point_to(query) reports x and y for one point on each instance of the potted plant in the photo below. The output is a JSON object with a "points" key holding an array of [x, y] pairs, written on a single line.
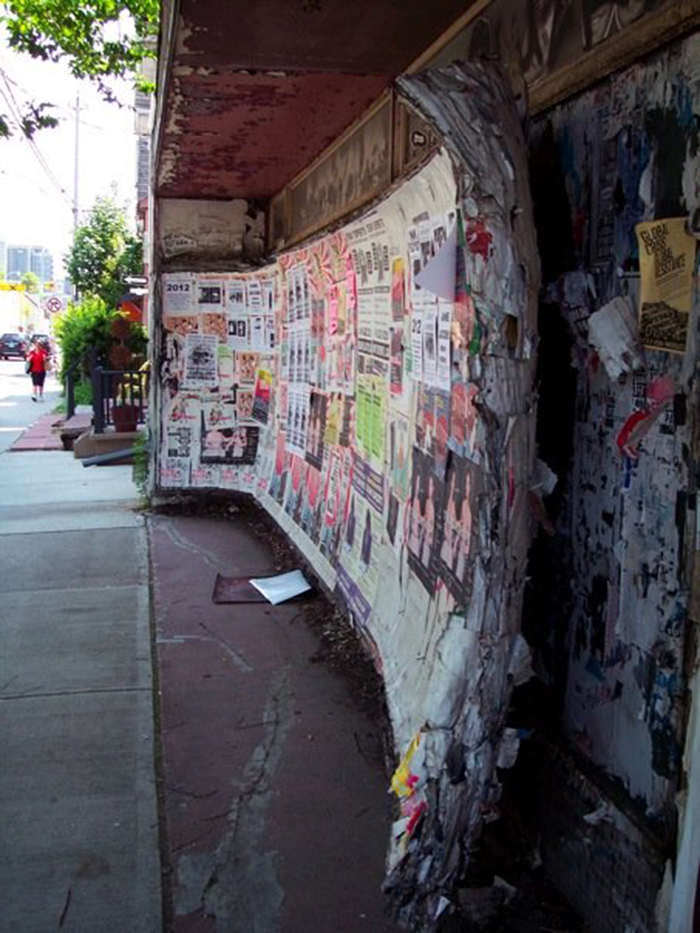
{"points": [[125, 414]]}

==

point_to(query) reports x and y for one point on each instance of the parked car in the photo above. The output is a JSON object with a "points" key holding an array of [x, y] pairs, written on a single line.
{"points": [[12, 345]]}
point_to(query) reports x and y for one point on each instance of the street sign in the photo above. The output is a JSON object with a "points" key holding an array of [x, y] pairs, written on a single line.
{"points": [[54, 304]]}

==

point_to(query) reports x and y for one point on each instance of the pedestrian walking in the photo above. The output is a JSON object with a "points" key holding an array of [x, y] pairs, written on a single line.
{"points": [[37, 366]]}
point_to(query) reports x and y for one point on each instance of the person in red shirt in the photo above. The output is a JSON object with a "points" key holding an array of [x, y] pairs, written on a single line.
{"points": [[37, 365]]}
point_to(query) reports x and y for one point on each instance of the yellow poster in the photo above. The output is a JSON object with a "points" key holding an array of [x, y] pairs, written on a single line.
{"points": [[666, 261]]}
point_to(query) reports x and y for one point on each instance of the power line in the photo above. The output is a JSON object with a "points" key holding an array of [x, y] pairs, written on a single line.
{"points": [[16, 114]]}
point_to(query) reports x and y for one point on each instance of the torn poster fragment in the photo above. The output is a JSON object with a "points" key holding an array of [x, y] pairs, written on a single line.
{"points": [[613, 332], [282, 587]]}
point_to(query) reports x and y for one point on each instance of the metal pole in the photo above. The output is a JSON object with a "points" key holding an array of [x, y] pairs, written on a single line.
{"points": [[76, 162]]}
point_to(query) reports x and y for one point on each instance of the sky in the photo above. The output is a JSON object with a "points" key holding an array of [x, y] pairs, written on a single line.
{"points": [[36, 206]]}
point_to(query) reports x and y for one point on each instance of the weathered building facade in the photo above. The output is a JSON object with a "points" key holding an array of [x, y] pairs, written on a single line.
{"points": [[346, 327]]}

_What you need to do_: Please pick out and copy each line in the records above that contains the word "poster".

_The reply_:
point_to(query) reports x and y for one point on each instance of the yellow poster in the photo above. The output is a JSON object with a "points" key holding an array of [x, y] pairs, written on a single line.
point_to(query) reports x and y for one point on each instance of the torn poster fragment in the photo above. The output is a JSON object with a "points" key holding an array of [x, y] pairs, written on a single line.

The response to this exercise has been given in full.